**Instructions for the task**
Write out each line from the top of the material down through the line with "box: [306, 482, 666, 616]" as one string in a JSON list, skipping blank lines.

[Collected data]
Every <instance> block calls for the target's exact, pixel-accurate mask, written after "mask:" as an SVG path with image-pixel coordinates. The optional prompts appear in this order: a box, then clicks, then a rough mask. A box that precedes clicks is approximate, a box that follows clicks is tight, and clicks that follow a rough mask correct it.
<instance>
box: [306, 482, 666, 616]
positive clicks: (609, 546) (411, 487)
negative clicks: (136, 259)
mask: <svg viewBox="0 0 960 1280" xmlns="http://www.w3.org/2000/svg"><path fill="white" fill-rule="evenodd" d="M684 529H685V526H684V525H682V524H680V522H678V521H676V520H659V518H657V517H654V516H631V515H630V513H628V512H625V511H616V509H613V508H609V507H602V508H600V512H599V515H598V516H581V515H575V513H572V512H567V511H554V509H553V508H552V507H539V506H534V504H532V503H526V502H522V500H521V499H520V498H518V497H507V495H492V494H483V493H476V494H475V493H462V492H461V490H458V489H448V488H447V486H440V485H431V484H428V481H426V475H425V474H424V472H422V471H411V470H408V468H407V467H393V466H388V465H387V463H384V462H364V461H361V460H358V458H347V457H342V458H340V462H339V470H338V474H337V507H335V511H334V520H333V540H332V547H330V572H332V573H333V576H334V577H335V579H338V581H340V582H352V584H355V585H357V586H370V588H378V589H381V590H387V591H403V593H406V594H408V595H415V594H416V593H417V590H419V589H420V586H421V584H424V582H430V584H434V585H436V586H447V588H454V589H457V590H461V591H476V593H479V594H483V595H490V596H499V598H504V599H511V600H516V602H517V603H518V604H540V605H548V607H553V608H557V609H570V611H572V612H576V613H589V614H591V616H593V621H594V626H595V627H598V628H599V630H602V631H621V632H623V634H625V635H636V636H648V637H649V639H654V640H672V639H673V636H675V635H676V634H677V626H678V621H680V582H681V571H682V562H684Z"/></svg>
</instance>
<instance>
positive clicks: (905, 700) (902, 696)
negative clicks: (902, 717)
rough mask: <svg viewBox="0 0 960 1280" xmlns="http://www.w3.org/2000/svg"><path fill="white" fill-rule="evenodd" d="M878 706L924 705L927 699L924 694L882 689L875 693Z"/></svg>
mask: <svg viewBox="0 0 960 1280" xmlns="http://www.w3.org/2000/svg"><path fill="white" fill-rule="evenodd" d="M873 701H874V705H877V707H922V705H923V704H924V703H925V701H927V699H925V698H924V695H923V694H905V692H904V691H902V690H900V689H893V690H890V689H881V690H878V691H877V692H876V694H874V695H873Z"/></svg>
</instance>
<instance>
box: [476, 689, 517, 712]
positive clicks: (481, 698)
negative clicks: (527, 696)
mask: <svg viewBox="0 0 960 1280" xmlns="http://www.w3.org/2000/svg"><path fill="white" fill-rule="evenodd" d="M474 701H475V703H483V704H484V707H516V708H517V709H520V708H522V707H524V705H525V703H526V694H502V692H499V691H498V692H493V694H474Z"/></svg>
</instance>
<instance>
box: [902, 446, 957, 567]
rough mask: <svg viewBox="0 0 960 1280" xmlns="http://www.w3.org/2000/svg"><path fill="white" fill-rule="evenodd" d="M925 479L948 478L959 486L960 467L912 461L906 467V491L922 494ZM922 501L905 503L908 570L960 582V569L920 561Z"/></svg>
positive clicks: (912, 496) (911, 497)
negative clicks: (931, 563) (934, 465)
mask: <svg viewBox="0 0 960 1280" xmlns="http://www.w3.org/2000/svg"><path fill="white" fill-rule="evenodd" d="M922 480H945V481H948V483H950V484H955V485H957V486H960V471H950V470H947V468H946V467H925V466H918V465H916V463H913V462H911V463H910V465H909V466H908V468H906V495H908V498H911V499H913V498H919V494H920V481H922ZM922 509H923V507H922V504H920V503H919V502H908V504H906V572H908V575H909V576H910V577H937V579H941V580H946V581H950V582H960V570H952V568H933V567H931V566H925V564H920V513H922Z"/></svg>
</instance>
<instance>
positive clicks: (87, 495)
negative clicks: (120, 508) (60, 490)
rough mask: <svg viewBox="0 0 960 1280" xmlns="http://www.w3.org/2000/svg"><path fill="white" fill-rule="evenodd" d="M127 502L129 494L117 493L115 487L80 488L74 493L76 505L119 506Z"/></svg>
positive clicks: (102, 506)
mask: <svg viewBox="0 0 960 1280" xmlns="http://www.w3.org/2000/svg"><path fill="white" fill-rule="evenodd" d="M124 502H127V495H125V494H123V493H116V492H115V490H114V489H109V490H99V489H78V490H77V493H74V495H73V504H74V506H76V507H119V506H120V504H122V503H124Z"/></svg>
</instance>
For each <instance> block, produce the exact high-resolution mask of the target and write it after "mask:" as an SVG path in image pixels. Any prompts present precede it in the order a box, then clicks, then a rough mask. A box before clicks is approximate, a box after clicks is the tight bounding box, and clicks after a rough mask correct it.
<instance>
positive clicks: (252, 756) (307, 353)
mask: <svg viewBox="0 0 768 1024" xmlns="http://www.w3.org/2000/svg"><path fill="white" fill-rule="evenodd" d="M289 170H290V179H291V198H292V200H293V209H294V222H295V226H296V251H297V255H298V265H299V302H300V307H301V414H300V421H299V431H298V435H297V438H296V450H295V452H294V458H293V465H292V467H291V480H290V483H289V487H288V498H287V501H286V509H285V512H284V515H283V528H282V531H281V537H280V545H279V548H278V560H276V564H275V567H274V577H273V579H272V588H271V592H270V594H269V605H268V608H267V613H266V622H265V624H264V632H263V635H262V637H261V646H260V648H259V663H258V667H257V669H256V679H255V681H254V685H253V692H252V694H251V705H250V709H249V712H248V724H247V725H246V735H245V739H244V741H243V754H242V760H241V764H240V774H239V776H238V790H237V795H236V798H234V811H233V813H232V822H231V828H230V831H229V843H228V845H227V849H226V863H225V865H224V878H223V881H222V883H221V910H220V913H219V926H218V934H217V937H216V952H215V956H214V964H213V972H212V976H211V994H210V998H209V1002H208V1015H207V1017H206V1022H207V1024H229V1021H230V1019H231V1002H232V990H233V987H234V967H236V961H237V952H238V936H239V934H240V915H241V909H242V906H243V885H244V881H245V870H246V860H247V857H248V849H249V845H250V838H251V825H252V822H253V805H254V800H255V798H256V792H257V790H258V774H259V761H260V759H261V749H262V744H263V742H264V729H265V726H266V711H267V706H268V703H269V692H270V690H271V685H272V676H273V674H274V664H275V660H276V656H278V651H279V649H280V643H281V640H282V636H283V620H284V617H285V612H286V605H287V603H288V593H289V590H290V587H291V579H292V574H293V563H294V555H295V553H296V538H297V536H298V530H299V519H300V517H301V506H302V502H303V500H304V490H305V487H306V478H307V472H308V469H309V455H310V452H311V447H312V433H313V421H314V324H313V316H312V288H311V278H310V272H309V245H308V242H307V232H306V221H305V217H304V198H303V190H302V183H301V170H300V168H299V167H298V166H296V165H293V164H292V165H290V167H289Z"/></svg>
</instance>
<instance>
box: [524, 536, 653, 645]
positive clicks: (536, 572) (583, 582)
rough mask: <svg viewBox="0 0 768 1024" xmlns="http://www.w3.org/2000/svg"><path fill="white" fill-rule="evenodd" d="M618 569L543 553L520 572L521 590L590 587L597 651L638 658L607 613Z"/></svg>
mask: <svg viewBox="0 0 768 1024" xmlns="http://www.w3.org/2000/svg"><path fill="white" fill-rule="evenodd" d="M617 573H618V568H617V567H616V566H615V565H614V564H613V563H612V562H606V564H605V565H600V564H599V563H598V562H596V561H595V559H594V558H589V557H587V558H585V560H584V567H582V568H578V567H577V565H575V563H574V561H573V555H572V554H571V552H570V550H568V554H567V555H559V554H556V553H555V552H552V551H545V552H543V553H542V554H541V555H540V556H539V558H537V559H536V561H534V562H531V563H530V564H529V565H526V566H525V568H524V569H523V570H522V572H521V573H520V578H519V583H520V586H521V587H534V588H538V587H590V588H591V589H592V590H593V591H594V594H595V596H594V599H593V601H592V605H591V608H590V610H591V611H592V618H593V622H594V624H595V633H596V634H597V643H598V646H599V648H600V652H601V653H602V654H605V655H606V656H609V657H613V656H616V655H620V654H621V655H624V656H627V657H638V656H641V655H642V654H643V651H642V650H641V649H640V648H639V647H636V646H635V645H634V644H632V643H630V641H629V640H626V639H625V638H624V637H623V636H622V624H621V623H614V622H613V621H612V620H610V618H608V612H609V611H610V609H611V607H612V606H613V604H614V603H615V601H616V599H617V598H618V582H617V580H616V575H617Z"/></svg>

**Task result**
[
  "Every <instance> block calls for the target's exact, pixel-accurate mask, written after \"mask:\" as an SVG path with image-pixel coordinates. The optional prompts appear in this order: a box, then clicks, then a rough mask. A box that precedes clicks is approximate, a box that follows clicks is tight, and clicks that follow a rough mask correct it.",
  "<instance>",
  "box: [306, 482, 666, 616]"
]